Study text:
Every ship must be provided with the shipping articles and a shipping list verified under the oath of the master; this he is required to present to the consul or commercial agent of the United States at every port which he visits, when so requested, and is under bond to deliver to the boarding officer who comes on board his ship at the first home port which he reaches, and to produce the persons named therein that it may be ascertained that he has his whole crew on board. If it appears that any of them are missing, he must account for their absence. If he discharges any of them abroad, with his or their own consent, he must pay to the American consul of the port or the commercial agent, over and above the wages then due, three months' wages, of which two thirds are paid to the seaman, and one third retained by the consul and remitted to the treasury of the United States, to form a fund for the maintenance of American seamen abroad and for bringing them home. If repairs to the ship become necessary, or if the ship is captured, the seamen may hold on for a reasonable time awaiting the prosecution of the voyage; and if discharged before this time has elapsed, they may claim their extra wages.

Questions on the material:
A. Answer these questions from the passage on shipping articles and seamen's wages, one line each:
(i) To whom must the master deliver the shipping list at the first home port he reaches?
(ii) When a seaman is discharged abroad with consent, how many months' wages must be paid beyond the wages then due?
(iii) What share of that extra payment goes to the seaman?
B. Continue the passage on shipping articles and seamen's wages from where it stops.

Dataset entries:
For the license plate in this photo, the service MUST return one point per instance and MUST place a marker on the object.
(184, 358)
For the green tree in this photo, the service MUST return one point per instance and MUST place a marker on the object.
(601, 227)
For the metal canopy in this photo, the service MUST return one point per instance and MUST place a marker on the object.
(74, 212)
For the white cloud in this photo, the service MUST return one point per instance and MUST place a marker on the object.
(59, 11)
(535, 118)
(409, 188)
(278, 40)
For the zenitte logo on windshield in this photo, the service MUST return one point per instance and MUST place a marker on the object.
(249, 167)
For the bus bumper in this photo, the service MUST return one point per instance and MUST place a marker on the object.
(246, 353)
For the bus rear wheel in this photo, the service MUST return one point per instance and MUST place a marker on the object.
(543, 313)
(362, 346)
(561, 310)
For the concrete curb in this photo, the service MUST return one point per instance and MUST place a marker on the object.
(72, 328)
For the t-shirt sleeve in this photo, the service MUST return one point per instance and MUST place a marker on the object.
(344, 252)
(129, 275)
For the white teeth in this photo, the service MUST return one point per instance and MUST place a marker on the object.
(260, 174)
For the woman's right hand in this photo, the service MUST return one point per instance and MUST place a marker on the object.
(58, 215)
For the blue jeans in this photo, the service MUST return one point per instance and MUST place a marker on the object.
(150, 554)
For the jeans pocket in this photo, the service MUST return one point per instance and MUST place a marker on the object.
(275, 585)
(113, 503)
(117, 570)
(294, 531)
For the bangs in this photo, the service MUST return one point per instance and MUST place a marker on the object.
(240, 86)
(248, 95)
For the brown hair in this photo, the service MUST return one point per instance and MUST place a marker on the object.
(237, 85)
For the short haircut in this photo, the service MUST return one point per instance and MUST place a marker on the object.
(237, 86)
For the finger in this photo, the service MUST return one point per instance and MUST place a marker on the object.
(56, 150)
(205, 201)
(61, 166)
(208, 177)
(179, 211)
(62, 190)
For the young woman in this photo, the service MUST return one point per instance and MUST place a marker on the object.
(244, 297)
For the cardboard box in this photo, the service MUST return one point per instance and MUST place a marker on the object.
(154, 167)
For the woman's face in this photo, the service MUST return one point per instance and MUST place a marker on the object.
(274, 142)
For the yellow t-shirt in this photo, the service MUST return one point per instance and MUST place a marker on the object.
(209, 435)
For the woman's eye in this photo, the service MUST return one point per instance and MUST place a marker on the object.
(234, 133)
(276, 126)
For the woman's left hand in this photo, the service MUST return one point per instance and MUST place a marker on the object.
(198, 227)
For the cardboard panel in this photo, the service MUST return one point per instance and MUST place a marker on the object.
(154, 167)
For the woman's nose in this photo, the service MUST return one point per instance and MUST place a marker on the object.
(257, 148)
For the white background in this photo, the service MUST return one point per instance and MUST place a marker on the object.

Written answers:
A.
(i) The boarding officer who comes on board his ship
(ii) Three months' wages
(iii) Two thirds

B.
The discharge of a seaman for good cause, like disobedience, misconduct, or disability by his own fault of extreme degree, may be authorized by our consuls or commercial agents in foreign ports. If the ship is unseaworthy, the shipping articles are violated by the master, or the sailor is subjected to cruel treatment, he may be discharged by a consul and recover his three months' pay. If the master discharges the seaman, against his consent and without good cause, in a foreign port, he is liable to a fine of $500 or six months' imprisonment, and the seaman may recover full indemnity for all loss or expense incurred by such discharge. - It is an ancient maxim of the maritime law that freight is the mother of wages, so that where no freight is earned no wages are earned. But, more properly speaking, wages are earned whenever freight is or might be earned, for the sailor ought not to and does not lose his dues when the ship fails to earn freight on account of the fraud or wrongful act of the master or owner. Nor will any special contract between the owner and the freighter, varying the obligation to pay freight from that implied by the general law, have any effect upon wages.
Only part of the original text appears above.